──────── Documento
Para Sonia, Antonia, Paula y Nina.
Viajar por una librería de viejo es uno de mis más grandes placeres en la vida, en especial si es grande y tiene buenas ofertas. Comencé con esta práctica hacia 1998, poco antes de entrar a la universidad, cuando acudí a la librería de don Víctor en El Calvario, cerca del centro de Cuernavaca. Allá fui con un amigo a ver qué me encontraba y a pesar de la oscuridad del local, salí de ahí con luminosos ejemplares, algunos de los cuales aún conservo.
Otra anécdota ocurrió cuando cobré mi primer trabajo de corrección de textos y frente a la sucursal bancaria estaba la librería de viejo. Crucé la calle y me gasté una buena parte de mi dinero en libros, en especial de poesía y en antologías. Salí con un par de bolsas y hasta un volumen de regalo.
Desde entonces, nunca he dejado de hacerlo, en especial cuando sea y de preferencia lo más seguido posible (nunca es suficiente). He comprado así más de 10 mil libros. En mi cumpleaños —excepto este año— voy con tiempo, tres o cuatro horas y me paseo por los pasillos como si ahí viviera: veo, tomo alguno, hojeo cuantos puedo, vuelvo a algún estante, cruzo un pasillo, abro más y más, repaso con la vista, con el tacto y con emoción cuando encuentro viejas ediciones que recuerdo con gusto o descubro nuevas ante mis ojos.
Siempre hay algo que me sorprende —así soy, qué le voy a hacer— y casi siempre compro varios libros, que cargo con gusto hasta donde pueda revisarlos de nuevo y estudiarlos, analizarlos antes de leerlos de verdad. Algunos van a la fila de los pendientes de leer, otros duermen directo en un lugar de mis libreros que parecía reservado para ellos antes de saberlo.
Volvamos al local: su olor es característico, picante, entre húmedo y dulce, casi salvaje, pero relajante. Siempre hay un orden, arbitrario, extraño, que permite perderse en una clasificación por horas o encontrar un libro de Rudolf Steiner al lado de uno de George Steiner, o una colección de Asimov en sociología o un ejemplar de Julio Verne en historia.
────────────────
──────── Material de consulta
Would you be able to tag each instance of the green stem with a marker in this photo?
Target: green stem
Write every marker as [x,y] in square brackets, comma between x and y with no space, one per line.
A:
────────────────
▶ [Tareas]
1 – Según el texto sobre las librerías de viejo, ¿hacia qué año empezó la costumbre de recorrerlas?
2 – Retoma el texto sobre las librerías de viejo justo después de su última oración y continúalo.
No hace falta consultar los datos para resolver nada.

▶ [Respuestas]
1 – Hacia 1998, poco antes de entrar a la universidad.

2 –
Hay de todo en las de viejo, es su destino, así fue siempre, porque los libros encuentran su propio camino cuando salen de las manos del escritor, el editor, el distribuidor, el librero comercial, el promotor… y llegan a situación de calle o de olvido en un librero casero, de donde alguien los rescata —o los malbarata— y les da la libertad deseada, de vuelta a la librería, para ver una vez más a sus lectores, a los locos que deambulan por mesas de madera y libreros baratos de los locales de viejo o de pulga como también les dicen.
Y entonces el libro renace, como un fénix, desde el óxido de su tinta y con la dignidad intacta, para irse con el primero que pague por él y lo lleve a nuevas aventuras. Y así, ambos vuelan juntos, libro y lector, hacia nuevos horizontes. Entonces, la vida sigue y el día es magia y las letras recuerdos y la lectura un deleite.
Desde un punto de vista de actualidad o modernidad, las librerías de este tipo son puro mal comercio o nostalgia o tiendas de baratijas, pero para personas como yo son oportunidades, oasis en medio de la aridez de las ciudades, templos del saber reciclado y de la gula bibliófila.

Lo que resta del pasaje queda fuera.